Begin Raw records

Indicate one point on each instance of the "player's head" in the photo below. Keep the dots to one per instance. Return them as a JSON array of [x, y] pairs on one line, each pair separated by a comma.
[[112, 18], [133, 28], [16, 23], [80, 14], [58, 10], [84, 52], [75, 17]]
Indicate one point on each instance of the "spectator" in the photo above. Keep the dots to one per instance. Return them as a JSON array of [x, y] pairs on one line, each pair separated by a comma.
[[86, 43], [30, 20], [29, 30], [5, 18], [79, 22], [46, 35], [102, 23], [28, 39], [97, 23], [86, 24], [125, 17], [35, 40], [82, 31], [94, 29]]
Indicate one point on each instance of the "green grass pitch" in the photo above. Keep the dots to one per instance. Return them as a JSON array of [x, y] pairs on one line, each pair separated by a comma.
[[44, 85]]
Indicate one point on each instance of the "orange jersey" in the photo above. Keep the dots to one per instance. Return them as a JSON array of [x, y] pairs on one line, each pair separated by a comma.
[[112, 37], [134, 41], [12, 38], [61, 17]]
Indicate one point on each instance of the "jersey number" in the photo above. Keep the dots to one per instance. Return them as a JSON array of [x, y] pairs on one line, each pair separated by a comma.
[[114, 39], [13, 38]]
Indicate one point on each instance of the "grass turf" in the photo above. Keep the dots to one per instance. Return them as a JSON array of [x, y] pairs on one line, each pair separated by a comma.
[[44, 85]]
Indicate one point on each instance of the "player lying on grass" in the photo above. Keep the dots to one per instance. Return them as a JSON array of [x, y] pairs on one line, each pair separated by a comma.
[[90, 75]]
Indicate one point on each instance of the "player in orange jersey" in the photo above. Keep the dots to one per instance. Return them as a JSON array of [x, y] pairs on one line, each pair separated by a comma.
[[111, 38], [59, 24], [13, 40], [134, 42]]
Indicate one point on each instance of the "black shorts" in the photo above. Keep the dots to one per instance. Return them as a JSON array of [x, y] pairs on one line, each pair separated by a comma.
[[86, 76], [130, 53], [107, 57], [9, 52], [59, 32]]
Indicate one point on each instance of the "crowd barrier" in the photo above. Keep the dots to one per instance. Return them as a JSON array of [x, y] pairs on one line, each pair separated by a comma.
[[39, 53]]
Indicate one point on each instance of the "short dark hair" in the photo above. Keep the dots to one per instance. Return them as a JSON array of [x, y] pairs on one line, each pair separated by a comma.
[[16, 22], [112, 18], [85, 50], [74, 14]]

End Raw records

» **Given task**: Repeat the listing exactly, from its first line to its last.

» **Exercise output**:
Indicate one point on each instance of the "player's head" in the photo below. Keep the dots to one per instance. Return them as a JSON array of [x, y] pairs on one line, each pair separated by a comma.
[[112, 18], [133, 28], [16, 23], [80, 14], [58, 10], [84, 52], [75, 17]]
Indicate one point on each instance of the "spectator" in the photo above. Keep the dots to one per instance. Return them as a JSON array of [x, y] pairs on one line, each pair separated by a comma.
[[86, 43], [30, 20], [29, 30], [5, 18], [79, 22], [46, 35], [102, 23], [28, 39], [97, 23], [86, 24], [125, 17], [35, 40], [82, 31], [94, 29]]
Indicate one point on each instance of the "green grass pitch" in the photo above. Keep the dots to one per instance. Return them as a JSON array of [x, y] pairs on one line, each pair separated by a comma.
[[44, 85]]
Indicate one point on each instance of the "orange jersey" in the photo above. Keep the dots to one per instance. Return them as a JSON array of [x, y] pairs on one line, each pair separated by a comma.
[[112, 37], [134, 41], [12, 38], [61, 17]]
Indicate one point on each instance of the "jersey number" in the photo above. Keep the dots to one per instance. Return them as a JSON array of [x, y] pairs on one line, each pair separated by a comma.
[[114, 39], [13, 38]]
Indicate one point on each instance of the "grass turf" in the photo above. Keep the dots to one per instance. Return them as a JSON array of [x, y] pairs on one line, each pair separated by a comma.
[[44, 85]]
Indicate one point on each instance of the "player lying on grass" in the photo above. Keep the dots to one per instance. Return them as a JSON array of [x, y] pairs on one line, each pair separated by a comma.
[[90, 75]]
Indicate one point on each instance of the "player in orange jersey" in the photo above. Keep the dots to one per instance. Return them as a JSON array of [x, y] pairs on one line, each pair separated by a comma.
[[111, 38], [59, 24], [13, 40], [134, 42]]
Indicate one point on each instance of the "black shorts" in the photo above. Keep the dots to one per instance. Return them as a JSON array of [x, y] pairs on one line, each pair separated by a comma.
[[86, 76], [130, 53], [107, 57], [9, 52], [59, 32]]
Indicate one point on each instance of the "crowd barrier" in the photo above. Keep the dots to one per instance. Return them as a JSON array of [x, y] pairs on one line, each pair separated by a comma.
[[39, 53]]
Indicate one point on each instance of the "short dark hair" in the photo above. Keep the dots to one per instance. Return them as a JSON array of [x, y] pairs on one line, each pair separated by a comma.
[[16, 22], [112, 18], [85, 50], [74, 14]]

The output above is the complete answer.